• **Passage shown**

□ □ □ □ □

Single-Nucleotide Polymorphism Arrays

Available sequencing data for Brassica crops allowed researchers to develop and use high-throughput molecular markers, such as SNPs, more efficiently (Clarke et al., 2013). These markers form an integral part of genomic diversity and, due to their abundance across the plant genome, have become an invaluable tool in crop improvement programs (Scheben et al., 2019). SNP screening can be carried out by WGRS, genotyping-by-sequencing (GBS), or alternatively using SNP arrays. High-density SNP arrays provide an alternative and reproducible genotyping platform, which has been widely used in the characterization of germplasm, GWAS, and QTL studies including the analysis of structural variation (You et al., 2018; Scheben et al., 2019).

A community-driven Brassica 60K (AC genomes) Illumina Infinium™ array (Clarke et al., 2016) was developed and more recently expanded to include the B-genome in the Brassica 90K Illumina Infinium™ array (Scheben et al., 2019). The usefulness of Brassica SNP arrays was demonstrated in the genotyping of resistance genes on chromosome A7 in B. napus (Dalton-Morgan et al., 2014), prediction of candidate genes for clubroot disease resistance in B. napus (Li et al., 2016), and the assessment of de novo homologous recombination events in B. napus (Higgins et al., 2018). In addition, several closely linked candidate genes were identified using the 60K Brassica SNP array in the development of functional haplotype markers for the improvement of the oleic acid content in rapeseed (Yao et al., 2020). Several yield associated traits have also been identified using the array platform including branching number (He et al., 2017), ovule numbers (Khan et al., 2019), seed quality (Gajardo et al., 2015), and stem strength (Li H. et al., 2018).

□ □ □ □ □

• **Listed entries**

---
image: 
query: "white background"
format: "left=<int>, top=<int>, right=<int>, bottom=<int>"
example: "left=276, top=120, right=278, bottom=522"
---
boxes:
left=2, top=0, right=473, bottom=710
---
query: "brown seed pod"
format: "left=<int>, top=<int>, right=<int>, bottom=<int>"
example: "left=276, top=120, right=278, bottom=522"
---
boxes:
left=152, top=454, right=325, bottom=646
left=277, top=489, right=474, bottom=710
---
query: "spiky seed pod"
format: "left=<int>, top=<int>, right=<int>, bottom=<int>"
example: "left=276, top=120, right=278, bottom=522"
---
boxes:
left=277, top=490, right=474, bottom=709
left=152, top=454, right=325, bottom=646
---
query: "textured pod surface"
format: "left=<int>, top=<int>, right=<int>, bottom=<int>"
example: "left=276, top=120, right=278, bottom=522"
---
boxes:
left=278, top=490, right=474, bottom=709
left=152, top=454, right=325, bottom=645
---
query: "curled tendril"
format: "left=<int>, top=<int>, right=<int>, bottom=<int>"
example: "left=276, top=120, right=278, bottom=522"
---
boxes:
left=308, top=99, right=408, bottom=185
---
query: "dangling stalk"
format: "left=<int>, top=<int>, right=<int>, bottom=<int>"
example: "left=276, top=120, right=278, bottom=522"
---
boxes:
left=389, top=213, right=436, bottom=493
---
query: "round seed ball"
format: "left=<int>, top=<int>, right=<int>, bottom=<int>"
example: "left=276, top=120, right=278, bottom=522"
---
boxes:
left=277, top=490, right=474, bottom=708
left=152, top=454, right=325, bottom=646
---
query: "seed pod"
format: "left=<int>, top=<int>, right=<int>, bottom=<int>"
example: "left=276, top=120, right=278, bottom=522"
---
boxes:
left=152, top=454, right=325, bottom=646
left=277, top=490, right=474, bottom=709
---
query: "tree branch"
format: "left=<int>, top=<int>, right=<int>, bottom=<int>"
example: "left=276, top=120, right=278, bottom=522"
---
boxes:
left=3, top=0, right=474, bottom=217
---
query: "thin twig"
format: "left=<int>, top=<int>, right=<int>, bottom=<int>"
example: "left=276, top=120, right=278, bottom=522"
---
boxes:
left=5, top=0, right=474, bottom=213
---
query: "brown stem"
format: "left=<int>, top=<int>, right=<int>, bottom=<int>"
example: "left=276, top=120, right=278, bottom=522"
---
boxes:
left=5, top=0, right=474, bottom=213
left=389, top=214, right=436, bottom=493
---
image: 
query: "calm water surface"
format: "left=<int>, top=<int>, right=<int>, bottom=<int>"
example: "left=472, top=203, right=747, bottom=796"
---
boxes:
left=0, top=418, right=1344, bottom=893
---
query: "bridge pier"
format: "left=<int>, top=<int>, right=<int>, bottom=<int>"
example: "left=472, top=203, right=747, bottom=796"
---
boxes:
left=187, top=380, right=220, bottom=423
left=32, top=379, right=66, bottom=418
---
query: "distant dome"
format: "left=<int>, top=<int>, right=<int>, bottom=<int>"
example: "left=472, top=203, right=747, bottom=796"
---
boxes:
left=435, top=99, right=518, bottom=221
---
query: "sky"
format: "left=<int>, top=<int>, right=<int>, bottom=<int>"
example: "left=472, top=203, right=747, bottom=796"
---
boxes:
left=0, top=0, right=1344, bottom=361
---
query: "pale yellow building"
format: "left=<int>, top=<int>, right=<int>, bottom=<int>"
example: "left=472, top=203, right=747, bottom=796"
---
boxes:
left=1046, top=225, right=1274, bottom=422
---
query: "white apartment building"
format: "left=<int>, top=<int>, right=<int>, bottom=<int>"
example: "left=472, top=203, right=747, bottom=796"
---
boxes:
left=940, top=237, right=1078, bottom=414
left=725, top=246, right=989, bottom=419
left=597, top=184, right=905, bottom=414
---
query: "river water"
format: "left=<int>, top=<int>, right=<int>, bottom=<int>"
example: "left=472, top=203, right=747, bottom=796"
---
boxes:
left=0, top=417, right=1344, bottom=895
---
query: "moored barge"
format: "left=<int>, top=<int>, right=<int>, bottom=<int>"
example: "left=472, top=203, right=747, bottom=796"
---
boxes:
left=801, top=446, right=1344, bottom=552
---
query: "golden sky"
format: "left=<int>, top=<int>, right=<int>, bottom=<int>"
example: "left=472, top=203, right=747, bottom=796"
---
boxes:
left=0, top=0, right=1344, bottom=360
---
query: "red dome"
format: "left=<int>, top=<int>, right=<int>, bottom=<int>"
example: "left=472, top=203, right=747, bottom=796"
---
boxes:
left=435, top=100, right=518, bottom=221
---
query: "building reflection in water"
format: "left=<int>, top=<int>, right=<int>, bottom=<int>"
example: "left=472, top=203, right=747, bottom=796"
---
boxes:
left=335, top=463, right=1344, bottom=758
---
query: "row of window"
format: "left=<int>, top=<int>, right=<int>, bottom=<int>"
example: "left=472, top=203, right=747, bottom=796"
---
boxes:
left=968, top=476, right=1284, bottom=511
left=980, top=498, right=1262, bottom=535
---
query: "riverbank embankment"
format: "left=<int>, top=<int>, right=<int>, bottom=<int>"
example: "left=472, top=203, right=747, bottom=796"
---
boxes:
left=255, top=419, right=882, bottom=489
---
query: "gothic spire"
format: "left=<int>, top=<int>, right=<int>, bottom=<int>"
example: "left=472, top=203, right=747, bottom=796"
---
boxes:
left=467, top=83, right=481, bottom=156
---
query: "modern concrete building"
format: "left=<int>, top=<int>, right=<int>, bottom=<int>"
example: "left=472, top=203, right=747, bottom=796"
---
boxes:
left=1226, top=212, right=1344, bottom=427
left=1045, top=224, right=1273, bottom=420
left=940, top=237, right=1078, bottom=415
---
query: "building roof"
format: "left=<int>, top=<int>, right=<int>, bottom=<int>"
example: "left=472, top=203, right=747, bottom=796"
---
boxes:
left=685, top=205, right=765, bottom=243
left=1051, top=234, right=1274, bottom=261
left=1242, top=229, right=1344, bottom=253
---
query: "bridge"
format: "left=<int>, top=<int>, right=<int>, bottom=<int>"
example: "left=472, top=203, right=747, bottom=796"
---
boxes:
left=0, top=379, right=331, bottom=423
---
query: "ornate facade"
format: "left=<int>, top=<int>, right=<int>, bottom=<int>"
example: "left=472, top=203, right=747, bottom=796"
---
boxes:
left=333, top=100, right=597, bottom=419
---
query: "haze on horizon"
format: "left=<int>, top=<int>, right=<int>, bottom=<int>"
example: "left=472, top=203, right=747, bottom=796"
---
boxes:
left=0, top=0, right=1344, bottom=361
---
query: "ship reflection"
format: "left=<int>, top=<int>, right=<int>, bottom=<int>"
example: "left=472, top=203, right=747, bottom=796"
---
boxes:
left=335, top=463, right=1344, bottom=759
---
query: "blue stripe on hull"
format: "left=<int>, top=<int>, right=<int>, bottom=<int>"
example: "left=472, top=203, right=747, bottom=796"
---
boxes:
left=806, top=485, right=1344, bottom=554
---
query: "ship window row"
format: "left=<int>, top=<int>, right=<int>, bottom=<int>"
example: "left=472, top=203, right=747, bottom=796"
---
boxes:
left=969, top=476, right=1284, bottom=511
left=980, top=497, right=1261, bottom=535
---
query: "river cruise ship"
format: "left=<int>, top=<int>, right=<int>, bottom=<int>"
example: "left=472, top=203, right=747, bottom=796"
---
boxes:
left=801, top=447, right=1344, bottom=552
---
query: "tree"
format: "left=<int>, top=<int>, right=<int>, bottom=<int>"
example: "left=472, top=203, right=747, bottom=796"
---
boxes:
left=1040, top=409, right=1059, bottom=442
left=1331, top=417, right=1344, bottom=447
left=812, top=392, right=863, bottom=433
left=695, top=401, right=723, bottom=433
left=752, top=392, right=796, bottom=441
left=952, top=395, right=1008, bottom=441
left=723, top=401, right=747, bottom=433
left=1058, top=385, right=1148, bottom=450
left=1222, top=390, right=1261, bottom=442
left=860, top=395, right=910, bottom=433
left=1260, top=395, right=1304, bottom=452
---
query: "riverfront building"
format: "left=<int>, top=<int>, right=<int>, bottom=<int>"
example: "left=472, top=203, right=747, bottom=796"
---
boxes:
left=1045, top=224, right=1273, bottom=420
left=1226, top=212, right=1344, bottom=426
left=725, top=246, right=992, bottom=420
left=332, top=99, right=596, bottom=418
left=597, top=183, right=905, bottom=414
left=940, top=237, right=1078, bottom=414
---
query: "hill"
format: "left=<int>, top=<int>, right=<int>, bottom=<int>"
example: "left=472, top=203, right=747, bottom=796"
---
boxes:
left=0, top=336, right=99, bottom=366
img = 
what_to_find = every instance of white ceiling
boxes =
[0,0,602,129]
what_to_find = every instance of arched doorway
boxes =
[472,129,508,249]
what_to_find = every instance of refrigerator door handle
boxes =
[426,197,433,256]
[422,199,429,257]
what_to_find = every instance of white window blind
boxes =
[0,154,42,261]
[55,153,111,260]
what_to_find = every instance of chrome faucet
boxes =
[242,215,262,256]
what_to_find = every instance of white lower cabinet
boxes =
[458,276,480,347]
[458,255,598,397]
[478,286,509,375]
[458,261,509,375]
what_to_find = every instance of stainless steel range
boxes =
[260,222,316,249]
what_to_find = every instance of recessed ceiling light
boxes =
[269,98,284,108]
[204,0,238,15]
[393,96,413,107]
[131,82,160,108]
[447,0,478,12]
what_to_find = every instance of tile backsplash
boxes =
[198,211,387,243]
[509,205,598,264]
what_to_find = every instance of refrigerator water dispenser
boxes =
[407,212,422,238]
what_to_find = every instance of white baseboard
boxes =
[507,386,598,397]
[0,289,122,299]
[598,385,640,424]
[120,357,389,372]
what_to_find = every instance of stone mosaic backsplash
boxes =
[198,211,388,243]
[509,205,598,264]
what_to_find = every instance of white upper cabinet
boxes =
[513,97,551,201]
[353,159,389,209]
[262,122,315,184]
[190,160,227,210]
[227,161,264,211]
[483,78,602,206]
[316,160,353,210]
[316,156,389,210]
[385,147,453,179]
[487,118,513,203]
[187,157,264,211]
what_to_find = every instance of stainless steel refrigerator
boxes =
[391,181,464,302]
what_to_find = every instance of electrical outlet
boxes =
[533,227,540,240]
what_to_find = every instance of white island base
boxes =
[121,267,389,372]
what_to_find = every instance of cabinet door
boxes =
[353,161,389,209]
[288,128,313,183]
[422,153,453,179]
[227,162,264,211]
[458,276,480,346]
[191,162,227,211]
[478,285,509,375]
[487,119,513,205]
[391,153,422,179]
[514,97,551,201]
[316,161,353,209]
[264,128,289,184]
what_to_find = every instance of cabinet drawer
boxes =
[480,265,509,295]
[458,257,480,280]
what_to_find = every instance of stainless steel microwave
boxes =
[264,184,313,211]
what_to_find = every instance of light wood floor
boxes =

□ □ □ □ □

• **Task requirements**
1/ In the passage on SNP arrays, which genome was added when the Brassica 60K array was expanded into the Brassica 90K array?
2/ Set down word for word the part of the SNP array passage that opens with the words containing "Single-Nucleotide Polymorphism Arrays" and closes with "2018; Scheben et al., 2019).".

• **Numbered answers**
1/ The B-genome.

2/
Single-Nucleotide Polymorphism Arrays

Available sequencing data for Brassica crops allowed researchers to develop and use high-throughput molecular markers, such as SNPs, more efficiently (Clarke et al., 2013). These markers form an integral part of genomic diversity and, due to their abundance across the plant genome, have become an invaluable tool in crop improvement programs (Scheben et al., 2019). SNP screening can be carried out by WGRS, genotyping-by-sequencing (GBS), or alternatively using SNP arrays. High-density SNP arrays provide an alternative and reproducible genotyping platform, which has been widely used in the characterization of germplasm, GWAS, and QTL studies including the analysis of structural variation (You et al., 2018; Scheben et al., 2019).